Every line from the one with "Place one point per instance of the purple" through the end of the records below should be restated word for word, and nothing outside that span.

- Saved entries
+--

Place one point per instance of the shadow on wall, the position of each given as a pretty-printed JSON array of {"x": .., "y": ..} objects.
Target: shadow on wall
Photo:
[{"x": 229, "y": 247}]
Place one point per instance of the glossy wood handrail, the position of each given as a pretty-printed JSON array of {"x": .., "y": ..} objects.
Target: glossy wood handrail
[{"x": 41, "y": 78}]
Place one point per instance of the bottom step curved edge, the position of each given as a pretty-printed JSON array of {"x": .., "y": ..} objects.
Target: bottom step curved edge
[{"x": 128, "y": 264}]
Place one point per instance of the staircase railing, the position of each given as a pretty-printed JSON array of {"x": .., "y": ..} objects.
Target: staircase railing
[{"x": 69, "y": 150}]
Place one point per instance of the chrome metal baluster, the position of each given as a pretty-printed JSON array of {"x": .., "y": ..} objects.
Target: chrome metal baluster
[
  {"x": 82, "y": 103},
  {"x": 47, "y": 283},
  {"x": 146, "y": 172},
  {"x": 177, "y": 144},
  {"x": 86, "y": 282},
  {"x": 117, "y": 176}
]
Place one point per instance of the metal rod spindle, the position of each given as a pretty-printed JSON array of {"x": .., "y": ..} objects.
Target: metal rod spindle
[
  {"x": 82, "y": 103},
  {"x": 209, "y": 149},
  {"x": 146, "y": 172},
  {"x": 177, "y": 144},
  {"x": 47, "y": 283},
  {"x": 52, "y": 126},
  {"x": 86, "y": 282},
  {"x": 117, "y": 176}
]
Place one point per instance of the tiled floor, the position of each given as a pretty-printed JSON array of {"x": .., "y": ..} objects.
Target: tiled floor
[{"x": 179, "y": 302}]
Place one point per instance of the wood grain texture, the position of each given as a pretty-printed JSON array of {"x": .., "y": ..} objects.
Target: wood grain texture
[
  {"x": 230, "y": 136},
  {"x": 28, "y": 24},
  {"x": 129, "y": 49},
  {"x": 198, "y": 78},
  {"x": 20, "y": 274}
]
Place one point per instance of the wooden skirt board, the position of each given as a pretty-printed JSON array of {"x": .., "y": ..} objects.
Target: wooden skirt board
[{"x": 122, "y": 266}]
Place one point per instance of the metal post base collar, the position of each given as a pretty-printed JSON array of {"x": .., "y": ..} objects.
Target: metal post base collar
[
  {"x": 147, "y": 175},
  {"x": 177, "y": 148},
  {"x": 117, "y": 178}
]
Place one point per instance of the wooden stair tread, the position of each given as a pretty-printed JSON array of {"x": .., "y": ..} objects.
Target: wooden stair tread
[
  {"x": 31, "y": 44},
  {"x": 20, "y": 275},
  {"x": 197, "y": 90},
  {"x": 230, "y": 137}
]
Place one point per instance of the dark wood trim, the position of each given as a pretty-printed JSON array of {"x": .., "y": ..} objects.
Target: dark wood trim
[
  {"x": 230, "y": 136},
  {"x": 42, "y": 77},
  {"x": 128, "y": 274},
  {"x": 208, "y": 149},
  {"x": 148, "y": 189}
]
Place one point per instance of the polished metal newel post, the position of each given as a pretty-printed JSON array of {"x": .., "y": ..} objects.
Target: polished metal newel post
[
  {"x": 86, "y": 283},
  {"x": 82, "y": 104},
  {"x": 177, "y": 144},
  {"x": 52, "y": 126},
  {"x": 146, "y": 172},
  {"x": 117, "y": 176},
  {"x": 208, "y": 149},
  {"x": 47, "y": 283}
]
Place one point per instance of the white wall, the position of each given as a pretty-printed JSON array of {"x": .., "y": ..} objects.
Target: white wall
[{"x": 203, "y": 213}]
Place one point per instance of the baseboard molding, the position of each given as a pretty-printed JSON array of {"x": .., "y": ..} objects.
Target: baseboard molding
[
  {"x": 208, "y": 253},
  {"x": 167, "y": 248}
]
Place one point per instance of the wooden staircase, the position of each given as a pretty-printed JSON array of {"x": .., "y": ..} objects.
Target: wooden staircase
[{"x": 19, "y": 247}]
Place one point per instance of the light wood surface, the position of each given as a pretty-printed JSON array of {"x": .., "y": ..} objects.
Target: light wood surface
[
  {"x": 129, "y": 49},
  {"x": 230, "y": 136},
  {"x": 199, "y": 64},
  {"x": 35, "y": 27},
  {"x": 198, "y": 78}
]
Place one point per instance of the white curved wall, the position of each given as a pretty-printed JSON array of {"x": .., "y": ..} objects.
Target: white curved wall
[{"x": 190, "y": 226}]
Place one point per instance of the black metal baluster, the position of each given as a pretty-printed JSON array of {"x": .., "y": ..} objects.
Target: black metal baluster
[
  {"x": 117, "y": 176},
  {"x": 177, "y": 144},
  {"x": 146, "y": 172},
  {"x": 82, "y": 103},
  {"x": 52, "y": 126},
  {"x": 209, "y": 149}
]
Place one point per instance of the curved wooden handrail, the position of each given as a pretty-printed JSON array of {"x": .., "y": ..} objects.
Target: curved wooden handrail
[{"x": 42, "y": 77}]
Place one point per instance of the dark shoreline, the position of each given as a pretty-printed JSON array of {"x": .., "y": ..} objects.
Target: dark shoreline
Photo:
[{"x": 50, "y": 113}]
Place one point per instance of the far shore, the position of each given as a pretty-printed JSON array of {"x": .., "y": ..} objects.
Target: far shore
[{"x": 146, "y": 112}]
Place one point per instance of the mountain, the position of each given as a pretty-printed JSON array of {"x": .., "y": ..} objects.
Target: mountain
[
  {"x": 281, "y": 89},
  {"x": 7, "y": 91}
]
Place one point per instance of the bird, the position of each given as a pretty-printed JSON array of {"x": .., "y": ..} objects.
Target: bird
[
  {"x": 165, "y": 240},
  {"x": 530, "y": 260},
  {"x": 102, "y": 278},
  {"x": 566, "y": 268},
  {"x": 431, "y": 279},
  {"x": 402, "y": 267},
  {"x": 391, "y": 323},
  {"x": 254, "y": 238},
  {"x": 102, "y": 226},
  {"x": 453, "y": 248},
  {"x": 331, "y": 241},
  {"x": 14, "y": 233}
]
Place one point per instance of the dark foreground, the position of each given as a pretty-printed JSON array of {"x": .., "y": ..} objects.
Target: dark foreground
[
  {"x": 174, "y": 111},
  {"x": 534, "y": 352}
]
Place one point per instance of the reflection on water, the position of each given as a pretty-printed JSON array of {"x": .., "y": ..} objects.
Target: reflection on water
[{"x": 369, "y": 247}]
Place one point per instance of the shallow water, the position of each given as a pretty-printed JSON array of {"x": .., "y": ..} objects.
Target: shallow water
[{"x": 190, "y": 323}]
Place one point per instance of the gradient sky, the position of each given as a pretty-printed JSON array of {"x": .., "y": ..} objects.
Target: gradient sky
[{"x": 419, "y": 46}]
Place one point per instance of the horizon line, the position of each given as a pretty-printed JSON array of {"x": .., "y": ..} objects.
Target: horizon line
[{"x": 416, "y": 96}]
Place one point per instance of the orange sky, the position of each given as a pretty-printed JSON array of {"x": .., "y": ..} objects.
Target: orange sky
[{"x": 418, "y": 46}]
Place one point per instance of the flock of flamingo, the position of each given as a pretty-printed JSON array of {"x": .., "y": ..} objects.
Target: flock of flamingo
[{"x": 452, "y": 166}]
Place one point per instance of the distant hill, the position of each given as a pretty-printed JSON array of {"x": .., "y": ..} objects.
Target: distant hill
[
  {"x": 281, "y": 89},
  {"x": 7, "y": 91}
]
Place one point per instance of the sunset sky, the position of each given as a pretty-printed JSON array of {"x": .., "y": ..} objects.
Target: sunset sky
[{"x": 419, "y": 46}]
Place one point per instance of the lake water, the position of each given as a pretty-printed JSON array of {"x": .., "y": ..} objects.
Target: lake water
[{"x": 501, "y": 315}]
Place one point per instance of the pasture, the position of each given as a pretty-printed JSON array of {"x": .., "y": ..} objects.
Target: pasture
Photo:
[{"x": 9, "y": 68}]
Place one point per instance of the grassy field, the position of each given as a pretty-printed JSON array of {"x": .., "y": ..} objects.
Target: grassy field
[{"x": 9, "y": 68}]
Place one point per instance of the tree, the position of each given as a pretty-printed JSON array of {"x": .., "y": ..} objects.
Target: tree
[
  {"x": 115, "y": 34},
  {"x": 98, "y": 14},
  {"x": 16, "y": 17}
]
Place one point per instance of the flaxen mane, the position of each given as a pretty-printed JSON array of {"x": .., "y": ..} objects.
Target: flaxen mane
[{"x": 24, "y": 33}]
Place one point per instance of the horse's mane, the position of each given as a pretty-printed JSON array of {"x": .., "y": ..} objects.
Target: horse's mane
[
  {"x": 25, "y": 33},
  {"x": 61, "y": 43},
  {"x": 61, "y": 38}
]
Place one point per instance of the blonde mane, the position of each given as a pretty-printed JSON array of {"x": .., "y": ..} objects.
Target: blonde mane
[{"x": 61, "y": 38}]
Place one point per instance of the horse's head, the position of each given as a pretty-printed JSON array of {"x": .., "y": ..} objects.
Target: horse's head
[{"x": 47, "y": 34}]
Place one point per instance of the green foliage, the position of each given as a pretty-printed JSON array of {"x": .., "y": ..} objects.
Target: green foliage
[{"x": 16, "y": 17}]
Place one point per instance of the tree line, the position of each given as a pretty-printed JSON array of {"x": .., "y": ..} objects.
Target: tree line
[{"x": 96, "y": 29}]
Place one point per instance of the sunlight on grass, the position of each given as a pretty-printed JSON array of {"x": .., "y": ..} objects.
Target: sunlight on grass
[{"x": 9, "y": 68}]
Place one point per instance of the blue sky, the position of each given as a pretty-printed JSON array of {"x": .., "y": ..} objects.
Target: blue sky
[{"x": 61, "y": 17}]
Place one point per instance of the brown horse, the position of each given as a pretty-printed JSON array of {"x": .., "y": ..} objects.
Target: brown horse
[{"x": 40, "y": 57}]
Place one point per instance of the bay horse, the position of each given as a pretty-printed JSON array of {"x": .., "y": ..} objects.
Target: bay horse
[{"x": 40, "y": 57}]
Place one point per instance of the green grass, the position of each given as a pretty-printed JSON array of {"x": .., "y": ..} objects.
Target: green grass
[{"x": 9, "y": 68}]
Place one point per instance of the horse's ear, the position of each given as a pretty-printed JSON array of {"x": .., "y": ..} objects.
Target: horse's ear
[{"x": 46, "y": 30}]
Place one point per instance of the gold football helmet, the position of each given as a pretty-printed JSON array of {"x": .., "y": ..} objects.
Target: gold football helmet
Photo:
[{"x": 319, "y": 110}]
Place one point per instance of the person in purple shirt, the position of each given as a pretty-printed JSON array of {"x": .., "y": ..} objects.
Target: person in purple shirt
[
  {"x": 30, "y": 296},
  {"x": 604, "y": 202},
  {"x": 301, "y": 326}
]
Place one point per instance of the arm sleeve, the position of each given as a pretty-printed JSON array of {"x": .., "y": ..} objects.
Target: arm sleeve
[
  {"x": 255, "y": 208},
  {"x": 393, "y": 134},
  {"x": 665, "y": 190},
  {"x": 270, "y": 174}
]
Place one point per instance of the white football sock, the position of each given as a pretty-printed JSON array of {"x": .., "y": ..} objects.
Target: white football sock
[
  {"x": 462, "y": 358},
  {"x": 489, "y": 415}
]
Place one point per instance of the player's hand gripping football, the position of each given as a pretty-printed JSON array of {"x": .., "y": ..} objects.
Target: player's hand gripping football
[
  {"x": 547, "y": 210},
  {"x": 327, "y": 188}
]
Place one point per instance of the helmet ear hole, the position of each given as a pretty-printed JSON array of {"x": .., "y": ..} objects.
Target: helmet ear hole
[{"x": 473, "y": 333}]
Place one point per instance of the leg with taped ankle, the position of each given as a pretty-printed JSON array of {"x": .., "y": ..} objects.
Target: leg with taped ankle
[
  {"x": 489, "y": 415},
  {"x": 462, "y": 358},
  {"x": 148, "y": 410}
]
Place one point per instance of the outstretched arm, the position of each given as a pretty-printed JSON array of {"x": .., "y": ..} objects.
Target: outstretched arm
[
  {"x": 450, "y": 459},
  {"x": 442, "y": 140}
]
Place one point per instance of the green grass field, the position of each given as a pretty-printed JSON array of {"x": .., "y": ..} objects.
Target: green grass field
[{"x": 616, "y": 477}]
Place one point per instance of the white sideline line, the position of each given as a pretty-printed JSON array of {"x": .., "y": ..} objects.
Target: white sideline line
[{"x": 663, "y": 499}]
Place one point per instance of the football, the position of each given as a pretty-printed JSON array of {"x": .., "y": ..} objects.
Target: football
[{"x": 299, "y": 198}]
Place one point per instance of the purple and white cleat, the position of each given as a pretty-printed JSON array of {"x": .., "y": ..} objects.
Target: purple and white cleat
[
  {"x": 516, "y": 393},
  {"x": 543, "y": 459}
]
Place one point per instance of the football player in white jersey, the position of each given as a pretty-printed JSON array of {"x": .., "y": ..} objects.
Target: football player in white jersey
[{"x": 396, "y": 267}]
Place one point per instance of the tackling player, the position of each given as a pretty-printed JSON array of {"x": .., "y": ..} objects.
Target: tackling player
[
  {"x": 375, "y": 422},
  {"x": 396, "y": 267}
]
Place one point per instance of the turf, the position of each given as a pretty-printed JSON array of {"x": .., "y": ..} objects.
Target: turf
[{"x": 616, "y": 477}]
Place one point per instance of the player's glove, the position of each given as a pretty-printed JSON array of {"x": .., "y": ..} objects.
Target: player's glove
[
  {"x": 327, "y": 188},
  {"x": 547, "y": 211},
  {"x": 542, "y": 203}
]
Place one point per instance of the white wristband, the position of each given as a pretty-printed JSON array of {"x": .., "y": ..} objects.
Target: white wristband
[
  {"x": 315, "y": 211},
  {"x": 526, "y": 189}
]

+--

- ANSWER IN FULL
Place one point per instance of the purple and white cleat, the position of each given as a pretty-printed JSON array of {"x": .., "y": ..} objects.
Target: purple and white cleat
[
  {"x": 516, "y": 393},
  {"x": 543, "y": 459}
]
Place one point per instance of the football player in white jersey, the position of each given as a pretty-printed JSON array of {"x": .., "y": ..} objects.
Target: football player in white jersey
[{"x": 396, "y": 267}]
Place one point per instance of the tackling player, the position of each given as a pretty-printed JSON array of {"x": .., "y": ..} objects.
Target: tackling player
[
  {"x": 375, "y": 422},
  {"x": 396, "y": 267}
]
Place one point per instance of the turf, the position of each given as a pretty-printed JSON array of {"x": .., "y": ..} objects.
Target: turf
[{"x": 616, "y": 477}]
Place one point per instance of the player's glove, the position of each given as a pretty-printed JSON array of {"x": .., "y": ..} objects.
Target: player's glove
[
  {"x": 327, "y": 188},
  {"x": 547, "y": 211},
  {"x": 542, "y": 203}
]
Place one point per instance of the white wristband, the position of each given as a pretty-printed JSON array of {"x": .., "y": ..} objects.
Target: white wristband
[
  {"x": 315, "y": 211},
  {"x": 526, "y": 189}
]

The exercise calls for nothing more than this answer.